## Tugas Dikerjakan
Tuliskan kembali bagian kutipan tentang pariwisata Bali dari "Ia menyebut guna" sampai "contoh atau prototyping.". Perbarui "wisatawan" menjadi "pengunjung" di dalamnya.

## Kutipan Teks
========================

Ia menyebut guna melancarkan upaya tersebut, perlu ada peran serta dari wisatawan untuk memastikan kualitas lingkungan, kondisi sosial budaya, dan kualitas kehidupan lokal tetap terjaga. Pihaknya memulai langkah dengan Bali sebagai contoh atau prototyping.
"Agar perkembangan Bali saat ini harus dilihat sebagai cara kita mengembangkan pariwisata yang lebih berkeseimbangan, berkualitas, tetap berkarakter, dan akhirnya tidak hanya terjadi saat ini, tetapi bisa berkelanjutan," terang Frans.
Formulasi Kebijakan
Frans mengatakan, "Wacana ini kita olah dengan formulasi kebijakan dan mudah-mudahan bisa mendapatkan satu pemahaman bagaimana tourist tax dan pembatasan kuota menjadi salah satu cara kita mengembangkan pariwisata lebih berkualitas dan berkelanjutan. Kita harapkan tahun ini (wacana rampung), paling lambat tahun depan sudah kita terapkan."
Dikatakan Frans, dalam pembahasan kedua wacana ini, pihaknya akan memformulasikan exercise yang pas hingga nilai dolar atau rupiah yang harus diterapkan. Hal tersebut tergantung dari jenis kunjungan yang menjadi variabel yang dipertimbangkan.
"Kelompok usia, lama tinggal, preferensi atau tujuan kunjungan sampai ke jenis akomodasi, sesuatu yang kita lihat lebih utuh untuk memformulasikan kebijakan. Kita perlu waktu, kita harapkan tidak menjadi sesuatu yang kalau diterapkan nanti ramai lagi," ungkapnya.
Ia menerangkan, "Harus lihat berbasis kebijakan dan manfaat yang terukur, lihat uangnya lari ke mana, PNBP atau masuk pajak, dispenda kalau daerah. Itu menurut saya business process harus accountable karena kalau tidak, nanti distorsi, bocor sana-sini, menimbulkan ketidakpercayaan."

========================

## Baris Data

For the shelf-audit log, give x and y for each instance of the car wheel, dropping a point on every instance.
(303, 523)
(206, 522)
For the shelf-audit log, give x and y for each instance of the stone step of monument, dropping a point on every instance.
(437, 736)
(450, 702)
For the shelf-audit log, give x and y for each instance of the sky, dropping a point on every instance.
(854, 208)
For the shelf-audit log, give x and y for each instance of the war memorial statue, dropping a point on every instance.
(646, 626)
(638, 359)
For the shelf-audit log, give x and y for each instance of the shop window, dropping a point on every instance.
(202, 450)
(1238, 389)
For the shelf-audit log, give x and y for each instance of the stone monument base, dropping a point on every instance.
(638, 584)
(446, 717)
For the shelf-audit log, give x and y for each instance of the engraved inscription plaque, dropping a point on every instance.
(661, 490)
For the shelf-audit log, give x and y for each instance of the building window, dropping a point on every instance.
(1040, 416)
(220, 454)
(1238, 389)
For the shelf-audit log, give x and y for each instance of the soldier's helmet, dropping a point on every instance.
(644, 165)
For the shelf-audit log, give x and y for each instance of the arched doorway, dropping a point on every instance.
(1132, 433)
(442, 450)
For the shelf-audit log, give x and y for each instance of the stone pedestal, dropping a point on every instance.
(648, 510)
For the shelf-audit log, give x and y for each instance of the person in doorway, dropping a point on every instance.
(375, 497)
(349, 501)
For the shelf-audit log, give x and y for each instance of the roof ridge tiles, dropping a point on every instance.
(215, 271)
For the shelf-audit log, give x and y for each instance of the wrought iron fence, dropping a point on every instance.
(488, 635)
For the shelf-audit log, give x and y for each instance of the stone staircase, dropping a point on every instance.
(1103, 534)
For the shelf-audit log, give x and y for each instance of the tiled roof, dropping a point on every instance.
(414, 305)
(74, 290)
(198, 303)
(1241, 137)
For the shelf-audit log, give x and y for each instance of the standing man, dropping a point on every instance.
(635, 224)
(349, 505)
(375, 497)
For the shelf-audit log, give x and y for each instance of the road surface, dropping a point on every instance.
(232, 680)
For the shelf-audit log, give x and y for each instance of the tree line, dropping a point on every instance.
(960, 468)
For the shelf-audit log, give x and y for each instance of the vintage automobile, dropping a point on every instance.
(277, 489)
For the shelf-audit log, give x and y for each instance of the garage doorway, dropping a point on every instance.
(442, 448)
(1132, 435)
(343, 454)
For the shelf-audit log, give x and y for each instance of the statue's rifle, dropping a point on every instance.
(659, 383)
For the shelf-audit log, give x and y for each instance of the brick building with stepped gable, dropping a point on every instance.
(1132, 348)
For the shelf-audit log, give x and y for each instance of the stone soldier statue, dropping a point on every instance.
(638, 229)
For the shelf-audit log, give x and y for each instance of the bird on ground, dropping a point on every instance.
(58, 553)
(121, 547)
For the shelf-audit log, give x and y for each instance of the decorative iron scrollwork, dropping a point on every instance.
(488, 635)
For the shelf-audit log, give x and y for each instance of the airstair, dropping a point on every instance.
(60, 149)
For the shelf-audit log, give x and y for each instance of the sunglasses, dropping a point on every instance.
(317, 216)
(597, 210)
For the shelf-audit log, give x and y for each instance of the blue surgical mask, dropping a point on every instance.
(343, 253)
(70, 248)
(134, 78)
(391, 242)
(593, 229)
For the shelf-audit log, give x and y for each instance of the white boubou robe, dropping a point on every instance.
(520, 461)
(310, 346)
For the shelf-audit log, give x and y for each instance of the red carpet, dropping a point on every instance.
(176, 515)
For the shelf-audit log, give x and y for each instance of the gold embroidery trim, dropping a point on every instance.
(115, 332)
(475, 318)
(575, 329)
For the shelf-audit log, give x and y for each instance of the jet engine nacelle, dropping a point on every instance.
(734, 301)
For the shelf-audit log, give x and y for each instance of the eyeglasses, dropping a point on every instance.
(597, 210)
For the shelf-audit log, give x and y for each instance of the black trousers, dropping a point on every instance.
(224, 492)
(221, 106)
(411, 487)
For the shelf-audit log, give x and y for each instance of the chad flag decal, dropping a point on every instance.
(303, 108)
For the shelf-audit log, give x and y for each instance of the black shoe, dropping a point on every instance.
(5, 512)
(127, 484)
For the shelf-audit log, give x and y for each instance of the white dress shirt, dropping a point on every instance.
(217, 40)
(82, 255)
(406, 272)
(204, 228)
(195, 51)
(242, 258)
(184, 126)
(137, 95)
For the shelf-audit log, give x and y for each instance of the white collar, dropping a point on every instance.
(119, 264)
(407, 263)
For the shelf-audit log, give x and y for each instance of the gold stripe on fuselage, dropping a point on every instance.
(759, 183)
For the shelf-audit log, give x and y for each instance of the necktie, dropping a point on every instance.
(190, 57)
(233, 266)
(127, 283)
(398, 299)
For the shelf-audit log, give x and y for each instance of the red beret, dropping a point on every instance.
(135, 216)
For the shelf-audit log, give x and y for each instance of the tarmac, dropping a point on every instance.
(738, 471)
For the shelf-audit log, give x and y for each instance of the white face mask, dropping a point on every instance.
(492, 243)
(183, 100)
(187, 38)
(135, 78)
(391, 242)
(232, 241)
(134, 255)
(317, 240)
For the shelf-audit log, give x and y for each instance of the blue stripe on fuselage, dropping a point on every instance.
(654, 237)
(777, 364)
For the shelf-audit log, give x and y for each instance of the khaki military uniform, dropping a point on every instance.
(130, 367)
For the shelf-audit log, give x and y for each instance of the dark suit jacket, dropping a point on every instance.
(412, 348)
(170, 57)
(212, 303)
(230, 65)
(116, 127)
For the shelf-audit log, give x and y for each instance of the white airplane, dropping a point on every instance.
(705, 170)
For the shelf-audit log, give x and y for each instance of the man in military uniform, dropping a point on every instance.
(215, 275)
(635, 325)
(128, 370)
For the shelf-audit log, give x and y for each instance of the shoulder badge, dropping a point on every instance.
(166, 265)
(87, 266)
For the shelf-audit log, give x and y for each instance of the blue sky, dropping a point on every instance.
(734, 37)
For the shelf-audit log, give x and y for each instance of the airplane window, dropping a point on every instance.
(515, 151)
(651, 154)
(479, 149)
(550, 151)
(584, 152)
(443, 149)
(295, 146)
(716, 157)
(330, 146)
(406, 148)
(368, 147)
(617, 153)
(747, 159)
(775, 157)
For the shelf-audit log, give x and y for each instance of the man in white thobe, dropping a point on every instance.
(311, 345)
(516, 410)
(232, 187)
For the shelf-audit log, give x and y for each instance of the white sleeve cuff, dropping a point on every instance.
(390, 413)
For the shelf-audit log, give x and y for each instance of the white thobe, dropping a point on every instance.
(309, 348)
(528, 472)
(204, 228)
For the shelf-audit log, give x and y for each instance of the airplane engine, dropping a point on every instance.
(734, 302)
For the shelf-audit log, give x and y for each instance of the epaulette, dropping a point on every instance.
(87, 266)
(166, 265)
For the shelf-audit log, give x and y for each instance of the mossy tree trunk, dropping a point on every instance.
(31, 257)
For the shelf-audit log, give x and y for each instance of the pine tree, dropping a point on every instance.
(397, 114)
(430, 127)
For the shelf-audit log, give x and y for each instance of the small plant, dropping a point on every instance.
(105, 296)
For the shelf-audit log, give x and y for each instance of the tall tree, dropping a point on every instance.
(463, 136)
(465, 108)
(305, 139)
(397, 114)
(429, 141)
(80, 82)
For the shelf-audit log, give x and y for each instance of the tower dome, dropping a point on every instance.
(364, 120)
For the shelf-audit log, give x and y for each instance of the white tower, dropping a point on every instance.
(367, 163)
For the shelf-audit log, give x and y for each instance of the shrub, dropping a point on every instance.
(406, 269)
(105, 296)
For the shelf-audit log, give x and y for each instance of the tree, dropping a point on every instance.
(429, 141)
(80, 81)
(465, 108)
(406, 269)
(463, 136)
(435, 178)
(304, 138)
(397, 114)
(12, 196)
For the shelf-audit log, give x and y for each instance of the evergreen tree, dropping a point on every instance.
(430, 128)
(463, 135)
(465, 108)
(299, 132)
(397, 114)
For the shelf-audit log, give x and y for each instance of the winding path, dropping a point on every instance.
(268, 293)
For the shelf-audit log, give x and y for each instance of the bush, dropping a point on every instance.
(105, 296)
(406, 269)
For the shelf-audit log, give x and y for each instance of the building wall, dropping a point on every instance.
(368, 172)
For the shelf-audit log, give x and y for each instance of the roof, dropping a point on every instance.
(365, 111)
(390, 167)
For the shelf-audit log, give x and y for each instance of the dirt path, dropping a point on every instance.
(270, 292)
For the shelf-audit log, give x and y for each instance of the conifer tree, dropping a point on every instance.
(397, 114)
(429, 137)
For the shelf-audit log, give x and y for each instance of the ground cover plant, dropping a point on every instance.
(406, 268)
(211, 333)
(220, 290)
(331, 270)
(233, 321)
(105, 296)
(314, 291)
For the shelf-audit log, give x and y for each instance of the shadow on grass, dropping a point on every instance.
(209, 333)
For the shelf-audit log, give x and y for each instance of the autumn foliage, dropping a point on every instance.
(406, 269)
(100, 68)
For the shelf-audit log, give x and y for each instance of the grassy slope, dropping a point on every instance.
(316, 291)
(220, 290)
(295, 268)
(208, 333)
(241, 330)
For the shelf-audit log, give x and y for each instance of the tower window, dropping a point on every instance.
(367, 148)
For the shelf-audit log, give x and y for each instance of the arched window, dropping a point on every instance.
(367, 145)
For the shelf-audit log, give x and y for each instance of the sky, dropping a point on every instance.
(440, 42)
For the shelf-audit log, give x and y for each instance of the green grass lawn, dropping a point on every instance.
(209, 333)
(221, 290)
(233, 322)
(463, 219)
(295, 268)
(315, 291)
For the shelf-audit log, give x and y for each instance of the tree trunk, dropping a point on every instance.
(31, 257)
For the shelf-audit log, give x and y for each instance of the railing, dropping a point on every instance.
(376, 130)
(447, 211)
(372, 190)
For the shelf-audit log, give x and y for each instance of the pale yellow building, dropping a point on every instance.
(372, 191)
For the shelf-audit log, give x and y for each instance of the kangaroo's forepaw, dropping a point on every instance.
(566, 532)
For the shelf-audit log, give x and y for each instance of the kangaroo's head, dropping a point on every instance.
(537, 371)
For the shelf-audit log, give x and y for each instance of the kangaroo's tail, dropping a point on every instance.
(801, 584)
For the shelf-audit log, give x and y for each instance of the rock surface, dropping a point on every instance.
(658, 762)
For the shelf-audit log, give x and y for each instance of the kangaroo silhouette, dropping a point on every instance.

========================

## Penyelesaian Tugas
Ia menyebut guna melancarkan upaya tersebut, perlu ada peran serta dari pengunjung untuk memastikan kualitas lingkungan, kondisi sosial budaya, dan kualitas kehidupan lokal tetap terjaga. Pihaknya memulai langkah dengan Bali sebagai contoh atau prototyping.